**TASK DESCRIPTION**
Write the listing out again word for word, leaving each picture behind.

»»

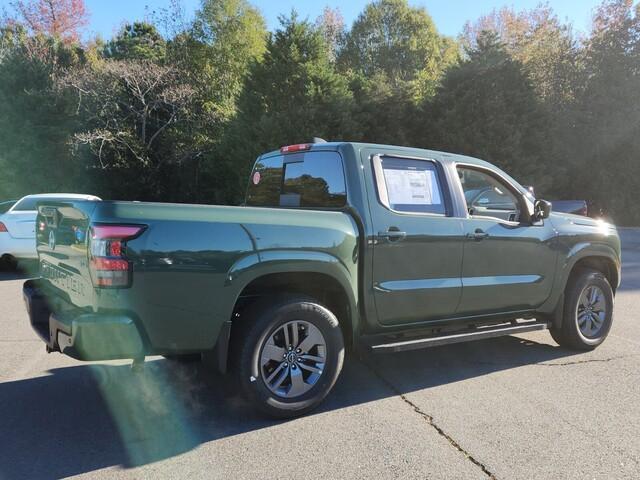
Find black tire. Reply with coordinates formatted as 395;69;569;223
551;268;614;350
235;297;345;418
0;255;17;272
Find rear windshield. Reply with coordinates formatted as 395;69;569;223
12;197;42;211
246;151;347;208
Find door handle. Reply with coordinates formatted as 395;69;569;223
466;229;489;241
378;229;407;242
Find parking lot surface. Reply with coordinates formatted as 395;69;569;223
1;230;639;479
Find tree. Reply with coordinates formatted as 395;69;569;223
315;6;345;62
60;59;216;201
566;0;640;223
10;0;88;44
0;23;88;199
348;72;416;145
462;5;578;105
103;22;166;62
423;32;554;191
190;0;267;120
217;14;358;203
338;0;457;100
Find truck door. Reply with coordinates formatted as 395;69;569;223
366;153;465;326
454;165;557;315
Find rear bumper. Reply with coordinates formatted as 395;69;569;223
23;279;145;360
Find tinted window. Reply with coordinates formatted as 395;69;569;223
246;151;347;208
378;157;446;215
282;152;346;207
245;157;284;207
12;197;41;211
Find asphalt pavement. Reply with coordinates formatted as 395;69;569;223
1;232;639;479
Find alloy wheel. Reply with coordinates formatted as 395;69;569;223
259;321;327;398
577;285;607;338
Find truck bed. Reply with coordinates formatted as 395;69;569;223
34;200;359;357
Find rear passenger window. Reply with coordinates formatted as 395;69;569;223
246;151;347;208
374;156;447;215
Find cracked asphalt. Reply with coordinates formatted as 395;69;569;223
1;229;640;479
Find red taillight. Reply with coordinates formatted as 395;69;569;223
92;225;144;239
89;224;145;288
91;258;130;287
0;222;7;233
280;143;311;153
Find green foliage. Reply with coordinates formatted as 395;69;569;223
60;59;216;202
0;25;88;199
348;72;416;145
103;22;166;62
216;13;357;203
0;0;638;225
565;0;640;223
462;4;578;105
191;0;267;120
422;32;553;191
338;0;458;101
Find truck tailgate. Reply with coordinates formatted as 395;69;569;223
37;201;99;309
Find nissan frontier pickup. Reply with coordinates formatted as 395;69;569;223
24;141;621;417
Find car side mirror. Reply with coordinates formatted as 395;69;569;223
533;199;552;221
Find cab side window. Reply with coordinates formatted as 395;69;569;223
457;167;521;222
376;157;447;215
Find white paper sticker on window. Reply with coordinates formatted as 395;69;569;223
383;168;441;205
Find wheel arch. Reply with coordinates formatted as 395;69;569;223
568;255;619;293
232;271;357;346
544;249;620;330
211;255;359;374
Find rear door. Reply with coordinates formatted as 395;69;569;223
365;152;465;326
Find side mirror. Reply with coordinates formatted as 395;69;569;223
533;199;552;221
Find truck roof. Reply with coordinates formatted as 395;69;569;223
261;141;495;169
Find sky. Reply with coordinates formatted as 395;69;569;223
69;0;607;41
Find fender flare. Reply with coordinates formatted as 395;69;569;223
210;250;359;373
542;242;620;329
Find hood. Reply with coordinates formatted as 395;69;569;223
549;212;615;230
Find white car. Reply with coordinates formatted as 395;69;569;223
0;193;101;269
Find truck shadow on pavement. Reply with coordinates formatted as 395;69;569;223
0;270;30;281
0;335;581;479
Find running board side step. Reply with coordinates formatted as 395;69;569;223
366;322;549;354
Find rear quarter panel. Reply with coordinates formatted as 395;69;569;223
91;202;359;352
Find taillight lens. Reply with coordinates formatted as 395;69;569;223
89;224;145;288
280;143;311;153
0;222;7;233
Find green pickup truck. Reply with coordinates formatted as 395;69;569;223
24;141;621;417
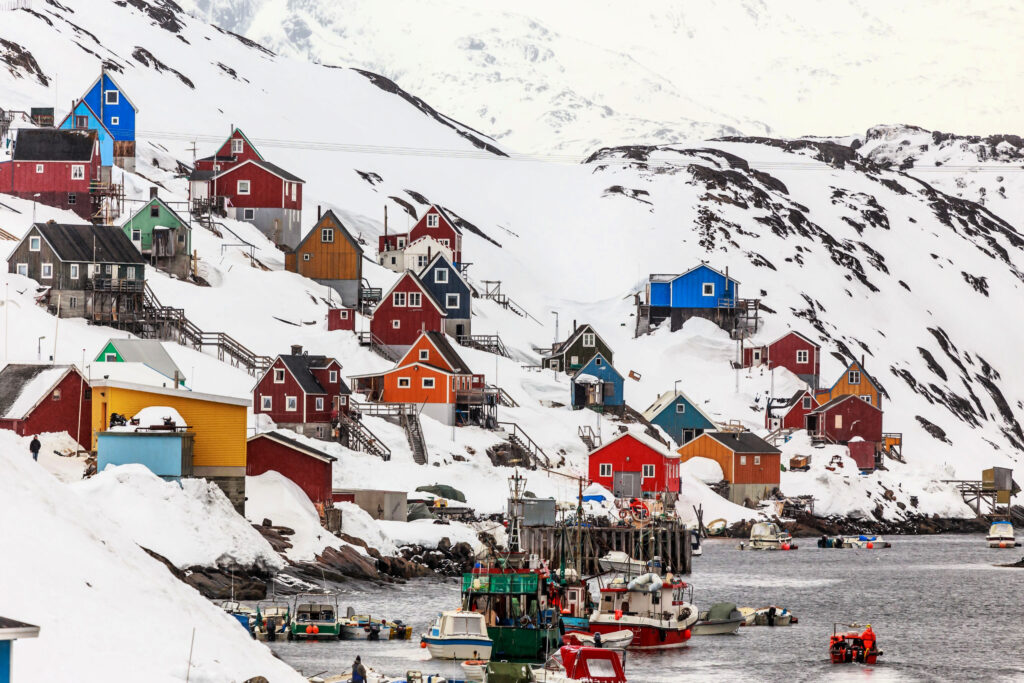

««

**RESULT OF THIS EXERCISE**
Find black tire. Reply with coordinates formatted as 395;69;569;223
551;268;614;350
235;297;345;418
0;255;17;272
Find rear windshield. Reply with coordinates formatted as 395;69;569;223
12;197;42;211
246;151;347;208
Find door handle. Reply with coordinates formatted as 395;69;569;223
466;229;489;241
378;229;407;242
Find parking lot surface. Reply with coordinates formatted as 395;69;569;223
1;230;639;479
Find tree. Reply with coordinates formatted as 395;69;569;223
315;6;345;62
60;59;216;201
566;0;640;223
10;0;88;44
0;23;88;199
348;72;416;145
462;5;578;105
103;22;166;62
423;32;554;191
190;0;267;120
217;14;358;203
338;0;457;100
Find truck door. Reply with coordinates formatted as 395;69;569;223
366;153;465;326
454;165;557;315
Find rear bumper. Reply with coordinates formatted as 395;69;569;223
23;279;145;360
Find tinted window. Reply with coordinates formatted as 395;69;569;223
246;151;347;208
378;157;446;215
282;152;346;207
245;157;284;207
12;197;41;211
Find asphalt pavement. Reply with coordinates formatted as 395;69;569;223
1;232;639;479
Find alloy wheel. Reply with coordinates formatted as 395;69;569;223
259;321;327;398
577;285;607;338
Find truck bed. Reply with coordinates formatted as 395;69;569;223
34;200;359;357
Find rear passenger window. Reply with coordinates formatted as 395;69;569;223
246;151;347;208
374;156;447;215
Find cracked asphalt. Reply with coordinates formatted as 395;69;569;223
1;229;640;479
Find red taillight. Reply with coordinates formatted as 395;69;569;223
92;225;144;239
89;224;145;288
91;258;130;287
0;222;7;233
280;143;311;153
Find green foliage. Reply with coordinates formatted as 395;69;569;223
60;59;216;202
0;25;88;199
348;72;416;145
103;22;166;62
216;13;357;203
0;0;638;225
565;0;640;223
462;4;578;105
191;0;267;120
422;32;553;191
338;0;458;101
Find truck tailgate. Reply with coordinates formatted as 395;69;569;223
37;201;99;309
Find nissan frontier pickup. Reply with coordinates formatted as 395;69;569;223
24;141;621;417
Find car side mirror. Reply with coordinates formatted as 395;69;569;223
533;199;552;221
Find cab side window. Reply with coordinates formatted as 395;69;569;223
457;167;521;222
376;157;447;215
Find white paper sticker on window. Reply with coordinates formatted as 395;69;569;223
383;168;441;205
Find wheel arch. Reply with coordinates formatted as 395;69;569;223
568;255;619;293
232;271;357;346
544;249;620;330
211;255;359;374
Find rear door. Reply with coordinates formatted as 395;69;569;223
365;152;465;326
Find side mirror. Reply with coordinates formatted as 395;69;569;223
533;199;552;221
Find truck roof. Reply with coordinates formatted as 395;69;569;223
261;141;495;169
Find sky. Reply with coordinates formatted as 395;69;569;223
69;0;607;41
Find fender flare. Reply with coordinates formatted as 395;69;569;223
210;250;359;373
542;242;620;329
Find hood. Reply with coordinates formatted as 395;69;569;223
549;212;615;230
Find white car. Reply with coordinates formatted as 395;69;569;223
0;193;101;269
Find truck shadow on pavement. Reply with coordinates formatted as 395;69;569;223
0;270;30;281
0;335;581;479
Find running board side step. Reply with coordinates formatted as 395;69;569;223
366;322;549;354
Find rear quarter panel. Reply with coordinates formatted as 395;69;569;223
91;202;359;352
Find taillight lens. Reply with coordinates formatted as 395;69;569;223
89;224;145;288
280;143;311;153
0;222;7;233
Find green pickup truck. Reply with coordinates formatted as 395;69;569;223
24;141;621;417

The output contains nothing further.